WHAT NEEDS TO BE DONE:
Transcribe the following entries word for word; no picture is to appear in the copy.

DATA SHOWN:

◆ ◆ ◆ ◆

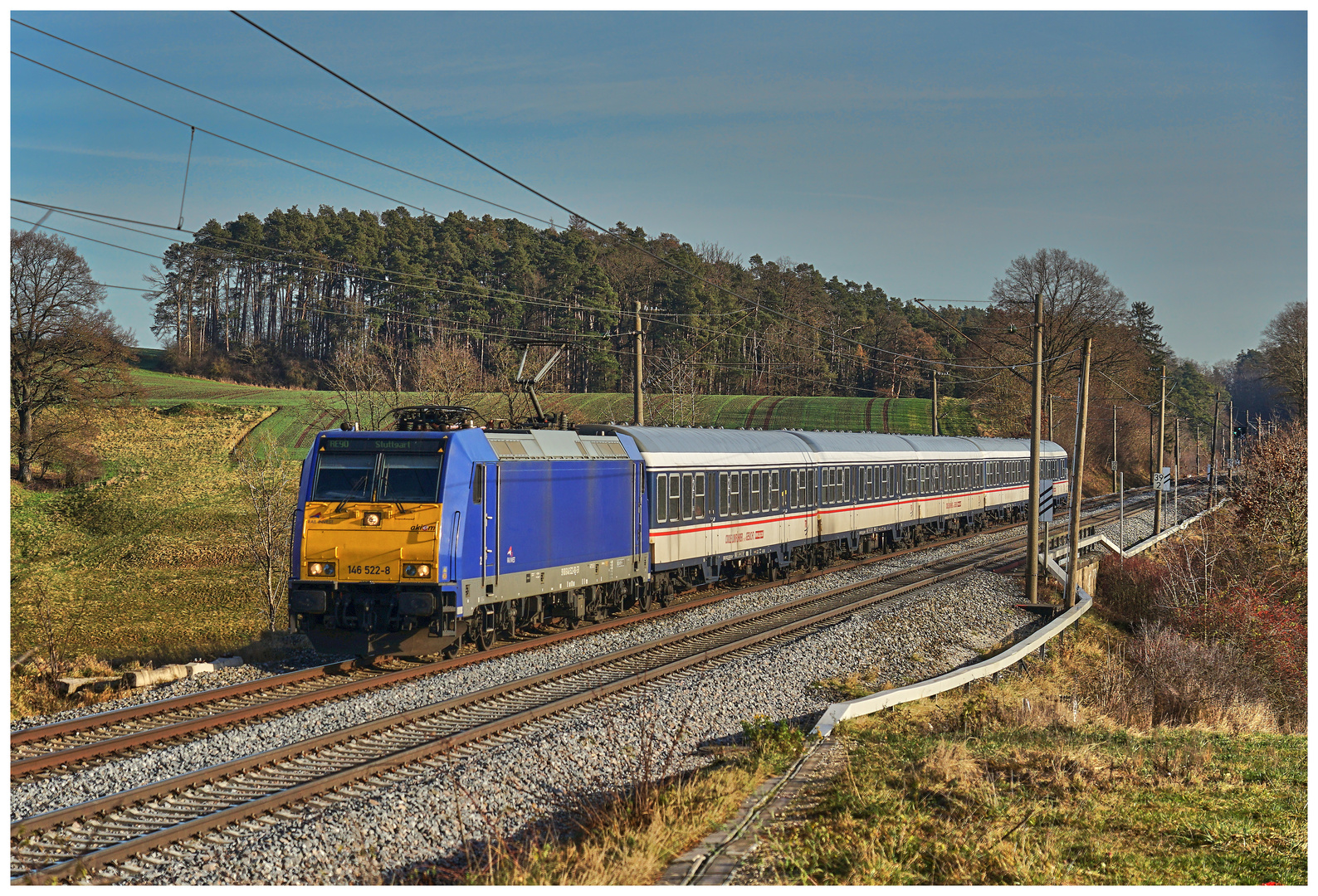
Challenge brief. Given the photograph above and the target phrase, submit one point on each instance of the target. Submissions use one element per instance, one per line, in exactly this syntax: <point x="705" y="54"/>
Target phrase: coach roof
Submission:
<point x="683" y="446"/>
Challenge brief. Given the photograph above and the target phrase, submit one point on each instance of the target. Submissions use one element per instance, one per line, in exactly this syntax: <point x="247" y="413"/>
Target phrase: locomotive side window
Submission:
<point x="409" y="479"/>
<point x="344" y="477"/>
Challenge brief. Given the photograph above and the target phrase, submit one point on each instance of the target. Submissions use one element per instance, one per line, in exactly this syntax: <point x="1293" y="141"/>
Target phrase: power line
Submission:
<point x="522" y="298"/>
<point x="260" y="118"/>
<point x="553" y="202"/>
<point x="228" y="140"/>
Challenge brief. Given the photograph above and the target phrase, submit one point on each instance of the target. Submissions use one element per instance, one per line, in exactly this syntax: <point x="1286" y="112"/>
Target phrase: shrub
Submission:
<point x="1129" y="591"/>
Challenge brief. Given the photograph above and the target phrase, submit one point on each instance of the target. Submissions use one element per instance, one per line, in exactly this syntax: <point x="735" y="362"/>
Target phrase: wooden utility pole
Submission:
<point x="1161" y="441"/>
<point x="1176" y="470"/>
<point x="1035" y="432"/>
<point x="638" y="402"/>
<point x="934" y="411"/>
<point x="1230" y="443"/>
<point x="1151" y="445"/>
<point x="1213" y="454"/>
<point x="1073" y="560"/>
<point x="1114" y="448"/>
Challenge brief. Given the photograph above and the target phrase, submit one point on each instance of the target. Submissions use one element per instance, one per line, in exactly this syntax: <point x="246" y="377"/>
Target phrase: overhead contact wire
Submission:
<point x="300" y="134"/>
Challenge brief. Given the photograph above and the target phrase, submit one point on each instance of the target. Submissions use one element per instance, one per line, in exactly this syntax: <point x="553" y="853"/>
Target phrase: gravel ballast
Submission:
<point x="544" y="770"/>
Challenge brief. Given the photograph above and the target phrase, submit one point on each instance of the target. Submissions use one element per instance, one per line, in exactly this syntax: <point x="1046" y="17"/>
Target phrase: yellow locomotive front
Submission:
<point x="368" y="544"/>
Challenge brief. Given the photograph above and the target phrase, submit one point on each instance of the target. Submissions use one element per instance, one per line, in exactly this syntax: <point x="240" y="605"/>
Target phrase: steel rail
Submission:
<point x="762" y="627"/>
<point x="166" y="730"/>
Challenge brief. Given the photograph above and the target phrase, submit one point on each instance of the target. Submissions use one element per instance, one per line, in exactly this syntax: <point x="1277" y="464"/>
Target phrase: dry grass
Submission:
<point x="148" y="560"/>
<point x="1035" y="782"/>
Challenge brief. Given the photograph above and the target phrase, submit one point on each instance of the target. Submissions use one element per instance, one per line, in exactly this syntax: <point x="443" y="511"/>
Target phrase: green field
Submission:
<point x="297" y="418"/>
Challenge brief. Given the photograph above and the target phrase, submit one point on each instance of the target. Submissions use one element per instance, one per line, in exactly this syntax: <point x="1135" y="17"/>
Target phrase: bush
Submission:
<point x="1129" y="591"/>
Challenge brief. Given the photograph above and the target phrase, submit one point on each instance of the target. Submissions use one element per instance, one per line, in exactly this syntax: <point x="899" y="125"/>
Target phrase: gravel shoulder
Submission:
<point x="540" y="775"/>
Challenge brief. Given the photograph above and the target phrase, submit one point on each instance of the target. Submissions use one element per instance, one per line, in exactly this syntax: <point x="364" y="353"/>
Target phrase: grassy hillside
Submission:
<point x="295" y="419"/>
<point x="1008" y="784"/>
<point x="147" y="562"/>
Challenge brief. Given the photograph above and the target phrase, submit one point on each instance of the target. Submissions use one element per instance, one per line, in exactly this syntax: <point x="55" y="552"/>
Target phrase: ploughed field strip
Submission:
<point x="70" y="746"/>
<point x="105" y="831"/>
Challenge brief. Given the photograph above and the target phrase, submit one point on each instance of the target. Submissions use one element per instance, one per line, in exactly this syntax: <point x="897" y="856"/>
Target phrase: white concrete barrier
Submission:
<point x="965" y="674"/>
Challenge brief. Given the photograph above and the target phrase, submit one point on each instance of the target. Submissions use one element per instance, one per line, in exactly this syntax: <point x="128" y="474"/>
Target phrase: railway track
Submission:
<point x="246" y="793"/>
<point x="76" y="745"/>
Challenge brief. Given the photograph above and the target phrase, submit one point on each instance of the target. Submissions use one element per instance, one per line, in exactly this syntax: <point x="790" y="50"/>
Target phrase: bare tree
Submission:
<point x="444" y="374"/>
<point x="64" y="352"/>
<point x="271" y="485"/>
<point x="364" y="387"/>
<point x="1080" y="300"/>
<point x="1286" y="351"/>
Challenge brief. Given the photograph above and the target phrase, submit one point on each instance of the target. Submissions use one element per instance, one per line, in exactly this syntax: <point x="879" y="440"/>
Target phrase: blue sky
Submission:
<point x="920" y="152"/>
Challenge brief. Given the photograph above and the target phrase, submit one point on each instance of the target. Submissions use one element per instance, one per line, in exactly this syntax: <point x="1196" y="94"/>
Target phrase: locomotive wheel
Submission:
<point x="484" y="640"/>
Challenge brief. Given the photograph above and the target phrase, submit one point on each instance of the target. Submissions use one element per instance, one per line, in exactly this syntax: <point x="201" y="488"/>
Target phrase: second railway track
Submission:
<point x="110" y="830"/>
<point x="73" y="745"/>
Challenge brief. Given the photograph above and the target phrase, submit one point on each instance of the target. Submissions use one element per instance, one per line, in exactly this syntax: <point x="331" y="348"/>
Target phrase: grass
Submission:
<point x="295" y="419"/>
<point x="145" y="564"/>
<point x="975" y="786"/>
<point x="984" y="788"/>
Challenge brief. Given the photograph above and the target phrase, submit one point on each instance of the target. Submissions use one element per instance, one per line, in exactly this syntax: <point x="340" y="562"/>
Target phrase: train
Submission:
<point x="418" y="539"/>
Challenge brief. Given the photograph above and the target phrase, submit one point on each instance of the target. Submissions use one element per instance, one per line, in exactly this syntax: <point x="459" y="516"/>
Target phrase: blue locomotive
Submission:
<point x="418" y="539"/>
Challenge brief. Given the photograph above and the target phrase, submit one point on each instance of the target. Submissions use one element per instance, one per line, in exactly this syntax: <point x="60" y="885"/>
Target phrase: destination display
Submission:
<point x="381" y="445"/>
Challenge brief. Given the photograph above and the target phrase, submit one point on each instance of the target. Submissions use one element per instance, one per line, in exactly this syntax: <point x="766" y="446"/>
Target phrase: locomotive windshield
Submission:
<point x="409" y="479"/>
<point x="412" y="479"/>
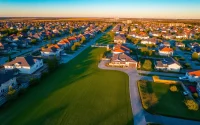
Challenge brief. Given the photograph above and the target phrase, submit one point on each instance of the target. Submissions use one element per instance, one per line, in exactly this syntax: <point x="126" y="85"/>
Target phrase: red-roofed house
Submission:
<point x="165" y="51"/>
<point x="120" y="49"/>
<point x="193" y="76"/>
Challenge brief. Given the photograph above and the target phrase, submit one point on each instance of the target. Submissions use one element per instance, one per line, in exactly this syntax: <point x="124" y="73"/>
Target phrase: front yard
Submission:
<point x="169" y="103"/>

◆ ◆ ◆ ◆

WRITTEN ANSWER:
Challenge brief. Given the photograph above and the target phrase, submit one point on each instance of the target. Submissions use one element per instance, one per line, in exactly this syntax: <point x="705" y="54"/>
Target phrase: coach roof
Submission:
<point x="683" y="446"/>
Challenge brief. Given the photograph above and the target phrase, submit one point on each instance of the target. Submissions use one element per instance, one per line, in exactly this syntax: <point x="247" y="413"/>
Target phrase: locomotive side window
Submission:
<point x="409" y="479"/>
<point x="344" y="477"/>
Challenge brief. Given the photograph above and the target phrase, submit one point on each instance of the target. Submissions use one element per instance, one per line, in exactly this syntax: <point x="1293" y="141"/>
Target phrase: power line
Submission:
<point x="522" y="298"/>
<point x="260" y="118"/>
<point x="553" y="202"/>
<point x="228" y="140"/>
Challenge brief. Given the photograph above and the target phrase, submit one point on each instance of the target. Submissions use one element per instance, one per line, in exactly this syntax: <point x="1286" y="112"/>
Target phrase: shrub
Submission:
<point x="1129" y="591"/>
Challenge brief. Given the photograph above and the target phrase, submit one point on each instance of the target. Submissions use one element per instance, one per line, in exactly this syntax: <point x="735" y="362"/>
Target phrase: wooden utility pole
Submission:
<point x="1161" y="441"/>
<point x="1176" y="470"/>
<point x="1035" y="432"/>
<point x="638" y="402"/>
<point x="934" y="411"/>
<point x="1230" y="443"/>
<point x="1151" y="445"/>
<point x="1213" y="454"/>
<point x="1073" y="560"/>
<point x="1114" y="448"/>
Challenge brief. Given the photograph above and the target phrase, submit one point on each instance of the target. Submissions use one element per instance, one per line, in exactly this syntax: <point x="246" y="377"/>
Target phrase: overhead contact wire
Submission:
<point x="300" y="134"/>
Challenge brief. Given the photograph above and the target phrase, submit one point on each instance of the target. Submissions use one element per instance, one per line, in exactly this syntax: <point x="553" y="853"/>
Target phrase: gravel ballast
Submission:
<point x="544" y="770"/>
Challenge brief. Given the photograph above and the target phrase, submit one point on each instance of the target. Submissions use one element per instance, one per line, in exactly this syntax: <point x="1046" y="17"/>
Target phrase: yellow locomotive front
Submission:
<point x="368" y="544"/>
Challenge brief. Given the photograph above and the target phrase, submit one point on each instance of the target. Submissions use one element per instance, one per line, in exactly this syntax: <point x="240" y="605"/>
Target phrase: steel rail
Submission:
<point x="762" y="627"/>
<point x="166" y="730"/>
Challenge brief. Given the photograph above and the target phrase, submit one point on each instance of the target. Submissions use one element per instance, one per line, in exactly this syntax: <point x="1277" y="464"/>
Target phrase: dry grass
Submission:
<point x="148" y="560"/>
<point x="1035" y="782"/>
Challenge brief. Given the photograph above and the target phrase, submit one point on each instance of the target. Submissions use one element per instance, one per line, in exactly this syntax: <point x="443" y="511"/>
Target phrase: green field
Submission:
<point x="297" y="418"/>
Challenge brief. Given the photograph above and the target phrase, submit one point on each instance of the target. Submissions use one element per instance, one per line, in exactly this syntax: <point x="1135" y="17"/>
Target phrase: bush
Submission:
<point x="1129" y="591"/>
Challenge brief. Given the photograph above and the target phrase, submit one point on each instance of the target. Submissions use one element per instance, one per line, in exactly this syntax: <point x="899" y="125"/>
Target phrase: gravel shoulder
Submission:
<point x="540" y="775"/>
Challenge brief. Given the photograph above and the target phrase, submit one point on each instance of the target. Submissions use one element per instance, one per line, in exactly this syntax: <point x="364" y="353"/>
Target phrase: grassy hillside
Submission:
<point x="295" y="419"/>
<point x="1008" y="784"/>
<point x="147" y="562"/>
Challenge brief. Given the photograph above and the target phrase, submit one point on each instance of the target. Submissions use one element per instance, one per line, in exactly this syntax: <point x="55" y="552"/>
Target phrase: ploughed field strip
Submission:
<point x="70" y="746"/>
<point x="105" y="831"/>
Challenge brief. Given the photograph above and the target phrase, submit one point on each instance of the target. Submissions use one element per instance, one per line, in exactly this syntax: <point x="897" y="856"/>
Target phrase: white concrete barrier
Submission:
<point x="965" y="674"/>
Challenge brief. Given the photograph above and the target phrase, submit one point on each instance of the target. Submissions use one element per instance, one per line, in exactly this syntax: <point x="128" y="474"/>
Target phrase: railway track
Submission:
<point x="246" y="793"/>
<point x="76" y="745"/>
Challenge brief. Given the photograph above and the target phrase, submit one point on each instance of the target. Submissions use one element per instance, one per line, in exactly this syntax: <point x="790" y="50"/>
Target phrase: bare tree
Submission:
<point x="444" y="374"/>
<point x="64" y="352"/>
<point x="271" y="485"/>
<point x="364" y="387"/>
<point x="1080" y="300"/>
<point x="1286" y="351"/>
Challenge brief. Given the photograph above and the target phrase, submit one point on each instance of the target. Submissions use one element per instance, one per line, in exactly this syntax: <point x="879" y="440"/>
Target phrase: blue sky
Submission:
<point x="920" y="152"/>
Challenge brief. Given the photograph above and the target phrase, submit one point on each instance of the target. Submissions use one element per instance, one per line, in exactly this syntax: <point x="1196" y="94"/>
Target phrase: locomotive wheel
Submission:
<point x="484" y="640"/>
Challenge brief. Given the photograph above and the target phrase, submit one point on each instance of the target. Submissions use one element per instance, one per line, in exactly this syntax: <point x="201" y="488"/>
Target phrase: second railway track
Submission:
<point x="110" y="830"/>
<point x="73" y="745"/>
Challenge brief. Given the photograph above and the target phrase, submit one point on each instance of the target. Submissions use one element per instance, one per line, in exactly this syntax: <point x="331" y="348"/>
Target phrase: grass
Submission:
<point x="295" y="419"/>
<point x="145" y="564"/>
<point x="975" y="786"/>
<point x="984" y="788"/>
Challenge brief. Given the photograph above and the target phrase, submit one point on each instance of the target. Submissions use one element per instance, one per line, in exactly this syntax: <point x="340" y="562"/>
Target phrase: train
Submission:
<point x="418" y="539"/>
Challenge brief. Given the photograph above and the target phrase, submit one point on each instance of the target. Submissions use one element per instance, one per line, in exactly this syntax: <point x="459" y="516"/>
Target phrase: blue locomotive
Submission:
<point x="418" y="539"/>
Challenge brief. Given the photograph above and the target phrase, submit one point on each instance of the target. Submissions use one element per instance, one per line, in exactly this syntax: <point x="60" y="885"/>
Target phrase: destination display
Submission:
<point x="381" y="445"/>
Challenge brief. Given the photograph above and the target phrase, submit one point on each instance of the target. Submissions use one element per instance, one per line, in exactly this syntax: <point x="766" y="446"/>
Target phrase: locomotive windshield
Submission:
<point x="409" y="479"/>
<point x="412" y="479"/>
Challenge brief. Given the photograph above and the target phrase, submit one point on each instance of the target. Submissions use one element per instance, one per line, in exactly this syntax: <point x="126" y="85"/>
Target phrase: red-roofed house
Submission:
<point x="165" y="51"/>
<point x="120" y="49"/>
<point x="193" y="76"/>
Challenge brief. Given the photograph above and the target phrase, submit one point on each instance of the target. Submissions use one element per instance, one per line, in exactly this syntax: <point x="124" y="73"/>
Target phrase: front yard
Submission:
<point x="169" y="103"/>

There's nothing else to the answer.